- **TAREFAS ESCRITAS**
a. De acordo com a reportagem sobre o Festival de Brasília, que posição "O Veneno da Madrugada" ocupa na filmografia de Ruy Guerra?
b. Transcreva fielmente o trecho da reportagem sobre o Festival de Brasília que se inicia em "Veterano diretor exibe" e termina em "Festival de Brasília.".

- **TRECHO DO TEXTO**
====

São Paulo, sábado, 26 de novembro de 2005

Texto Anterior | Próximo Texto | Índice

FESTIVAL DE BRASÍLIA

Veterano diretor exibe "O Veneno da Madrugada", que fala sobre prefeito honesto às voltas com corrupção

Guerra une cine político e García Márquez

EDUARDO SIMÕES
ENVIADO ESPECIAL A BRASÍLIA

Um mar de lama, uma cidade em meio a uma onda de revelações escandalosas. Não, não se trata de Brasília e a série de denúncias que parece não ter fim nem solução. Lama e revelações estão, respectivamente, no cenário e enredo de "O Veneno da Madrugada", 15º filme de Ruy Guerra, que passa hoje na mostra competitiva do Festival de Brasília.

====

[Itens de um conjunto de dados]
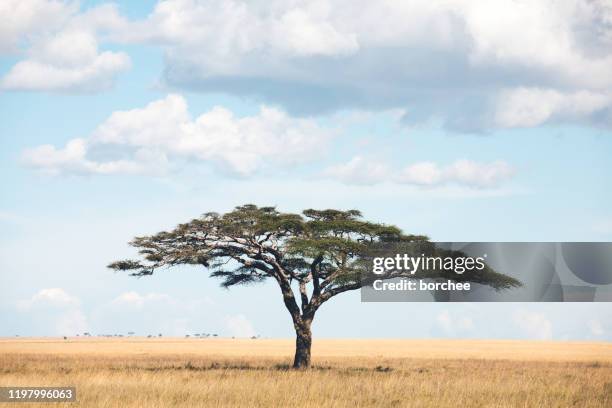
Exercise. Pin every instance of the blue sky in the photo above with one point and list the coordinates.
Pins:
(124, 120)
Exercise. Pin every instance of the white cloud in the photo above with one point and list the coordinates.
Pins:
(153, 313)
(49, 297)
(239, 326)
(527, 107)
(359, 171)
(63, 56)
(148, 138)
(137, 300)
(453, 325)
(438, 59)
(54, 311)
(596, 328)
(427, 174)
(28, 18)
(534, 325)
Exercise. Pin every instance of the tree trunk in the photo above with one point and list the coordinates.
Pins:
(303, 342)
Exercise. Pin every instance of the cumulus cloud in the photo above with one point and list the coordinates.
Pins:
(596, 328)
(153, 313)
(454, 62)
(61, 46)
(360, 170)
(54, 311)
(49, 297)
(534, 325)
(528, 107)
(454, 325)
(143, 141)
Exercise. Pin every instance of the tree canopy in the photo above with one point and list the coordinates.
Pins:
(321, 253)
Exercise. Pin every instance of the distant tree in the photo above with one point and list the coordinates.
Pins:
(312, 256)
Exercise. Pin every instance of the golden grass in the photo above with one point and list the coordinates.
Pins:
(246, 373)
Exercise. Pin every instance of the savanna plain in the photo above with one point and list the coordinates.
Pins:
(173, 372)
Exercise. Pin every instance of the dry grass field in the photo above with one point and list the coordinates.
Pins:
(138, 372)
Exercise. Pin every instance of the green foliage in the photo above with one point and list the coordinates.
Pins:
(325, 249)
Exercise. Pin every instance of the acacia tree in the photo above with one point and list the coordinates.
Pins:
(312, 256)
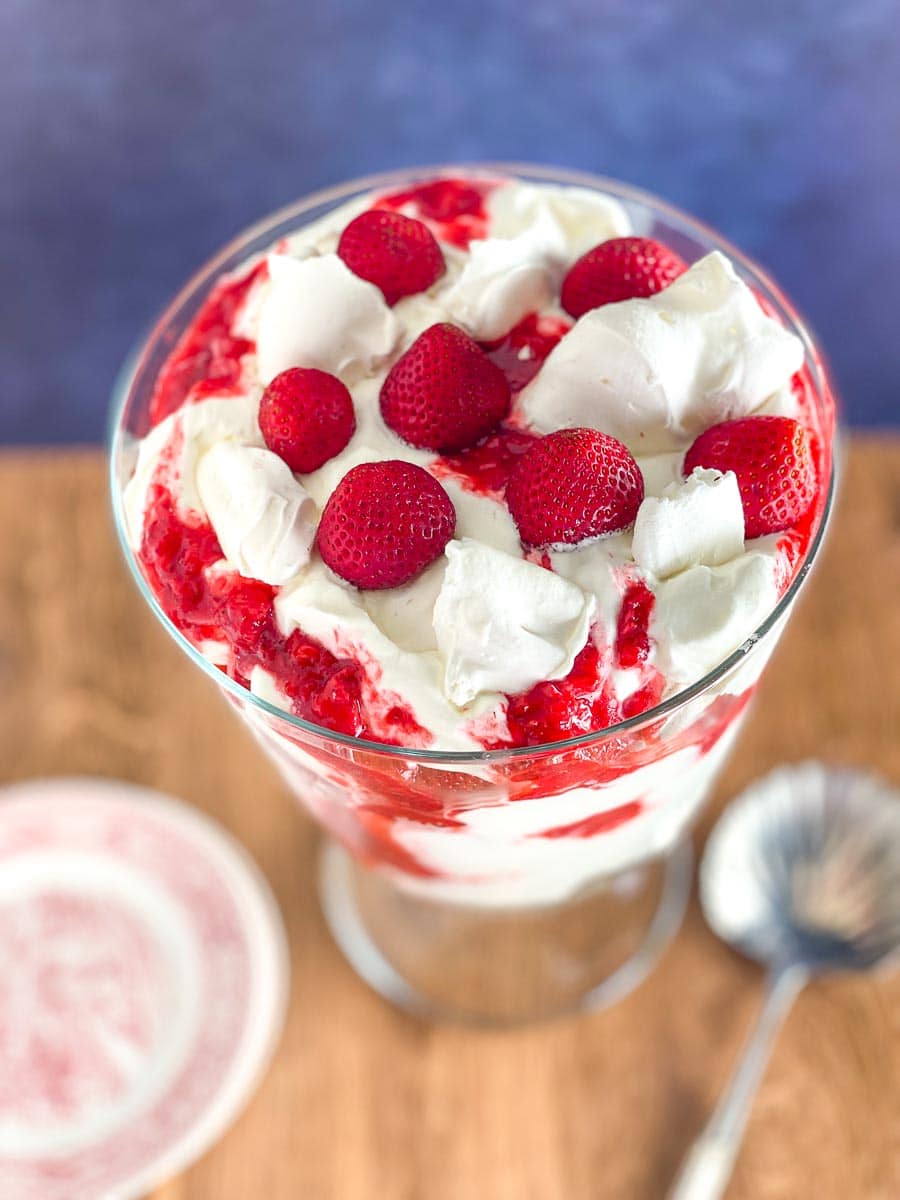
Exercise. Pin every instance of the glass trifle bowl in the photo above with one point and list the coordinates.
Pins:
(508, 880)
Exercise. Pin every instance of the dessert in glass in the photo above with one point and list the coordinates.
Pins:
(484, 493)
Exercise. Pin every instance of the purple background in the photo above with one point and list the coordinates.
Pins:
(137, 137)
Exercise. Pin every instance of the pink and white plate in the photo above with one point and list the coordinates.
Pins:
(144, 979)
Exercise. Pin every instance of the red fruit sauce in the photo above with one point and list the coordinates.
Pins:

====

- **RESPOSTAS ÀS TAREFAS**
a. É o 15º filme de Ruy Guerra.

b.
Veterano diretor exibe "O Veneno da Madrugada", que fala sobre prefeito honesto às voltas com corrupção

Guerra une cine político e García Márquez

EDUARDO SIMÕES
ENVIADO ESPECIAL A BRASÍLIA

Um mar de lama, uma cidade em meio a uma onda de revelações escandalosas. Não, não se trata de Brasília e a série de denúncias que parece não ter fim nem solução. Lama e revelações estão, respectivamente, no cenário e enredo de "O Veneno da Madrugada", 15º filme de Ruy Guerra, que passa hoje na mostra competitiva do Festival de Brasília.